## Source text
== == ==
Cuts Have Consequences

Despite the potential value of IT, forecasts for future federal IT spending show cuts in the range of two or three percent per year. The ACT-IAC report did not criticize any retreat on IT spending, nor did it advocate a specific funding level, but it clearly portrayed the consequences of insufficient IT investment.

“Based on the interviews ACT-IAC representatives had with several government officials, we believe that there are savings and efficiencies that information technology can bring to many agency programs,” Sara DeCarlo, Director of the ACT-IAC Institute for Innovation, told the E-Commerce Times. “In many cases this may require an investment in information technology today to yield anticipated future benefits. It is not the dollar figure spent on technology that is the issue — rather it is the application of technology to drive more efficient and effective program delivery,” she said.

A major point of the report is that government agencies need to better relate IT spending to overall agency goals — what it calls “leveraging” — and not simply buy IT equipment or services on an as-needed basis. “We favor the strategic spending of IT outlays to drive agency mission. The question is not so much about the specific percentage of total outlays, as it is about the alignment of spending with the mission,” DeCarlo said.

The ACT-IAC report noted a few examples of agencies taking a more strategic approach to IT, but clearly indicates that a much better management effort will be needed to even approach the potential $220 billion in operational savings from productively using IT.

Pressure on cutting government IT costs can lead to tactical thinking about the use of technology instead of a strategic approach, the report noted. For example, the massive federal inventory of legacy systems has important implications. The cost and resources dedicated to maintaining them inhibit the government from taking full advantage of new technologies and innovative processes in critical areas such as healthcare and revenue collection. IT investment, technical innovation and improved process adoption can generate huge reductions in the federal deficit, the report said.

Agency Performance Critical

In tight economic times, however, agencies will have to demonstrate productive use of IT to merit continued investments. For the last two years the Obama Administration has implemented a program that is beginning to pay off in reducing the cost of operating IT systems, such as reducing data centers and moving email systems to the cloud, according to Sen. Tom Carper, D-Del., who monitors government IT performance through the Senate subcommittee on Federal Financial Management. Carper agrees, however, that leveraging information technology remains a major challenge.
== == ==
## Using the information
a) Using the article on federal IT spending, decide whether each statement below agrees with it. For each, answer yes or no and quote the words from the article that decide it.
(i) The ACT-IAC report advocated a specific funding level for federal IT.
(ii) Forecasts show federal IT spending cuts of two or three percent per year.
(iii) Sen. Tom Carper holds that leveraging information technology is no longer a major challenge.
b) Answer these questions from the article on federal IT spending:
(i) Who is the Director of the ACT-IAC Institute for Innovation?
(ii) What amount of potential operational savings from productively using IT does the report cite?
(iii) What two cost-reducing measures does Sen. Carper name as part of the Obama Administration program?
c) Carry on the article on federal IT spending, starting after its final sentence.

## Dataset excerpts
== == ==
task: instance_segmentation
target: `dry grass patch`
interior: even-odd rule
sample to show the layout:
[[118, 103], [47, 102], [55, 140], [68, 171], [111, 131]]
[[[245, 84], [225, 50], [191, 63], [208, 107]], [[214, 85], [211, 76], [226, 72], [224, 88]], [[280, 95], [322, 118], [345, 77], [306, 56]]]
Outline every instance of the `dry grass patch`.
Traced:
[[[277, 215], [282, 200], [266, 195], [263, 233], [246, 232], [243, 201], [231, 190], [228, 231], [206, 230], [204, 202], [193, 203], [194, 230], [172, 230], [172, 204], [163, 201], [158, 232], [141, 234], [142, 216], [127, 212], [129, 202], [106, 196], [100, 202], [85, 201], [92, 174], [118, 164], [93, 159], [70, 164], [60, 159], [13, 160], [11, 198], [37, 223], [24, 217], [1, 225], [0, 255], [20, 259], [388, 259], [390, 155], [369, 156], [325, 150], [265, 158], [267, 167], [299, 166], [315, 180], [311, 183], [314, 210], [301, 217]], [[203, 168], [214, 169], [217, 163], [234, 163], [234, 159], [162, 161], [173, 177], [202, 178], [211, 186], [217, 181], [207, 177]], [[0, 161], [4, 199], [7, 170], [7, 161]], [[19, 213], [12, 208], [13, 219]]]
== == ==
## Task answers
a)
(i) No: "nor did it advocate a specific funding level"
(ii) Yes: "cuts in the range of two or three percent per year"
(iii) No: "Carper agrees, however, that leveraging information technology remains a major challenge."

b)
(i) Sara DeCarlo
(ii) $220 billion
(iii) Reducing data centers and moving email systems to the cloud

c)
“Thanks to the President’s leadership, we are now on a path to cut what we can’t afford and nurture an environment in which innovative and more cost-effective technologies are being deployed throughout government. But there’s still more work to do,” Carper told the E-Commerce Times. “The administration cannot do this alone, which is why Congress is partnering with agency CIOs to see that the government is able to get better results for less money with its IT investments,” he said.

Carper cited a recent report from the General Accountability Office which indicated that federal agencies, in general, are not fully implementing administration requirements to properly assess the performance of IT assets. “You can’t manage what you can’t measure, and information technology investments are no exception,” he said.

“I will continue to focus on federal agencies’ progress in reforming our nation’s information technology infrastructure. One of the things I’ve tried to do through the work of the subcommittee is to change the culture in our government so that we’re doing things across the board more cost-effectively,” Carper said.

John K. Higgins is a career business writer, with broad experience for a major publisher in a wide range of topics including energy, finance, environment and government policy. In his current freelance role, he reports mainly on government information technology issues for ECT News Network.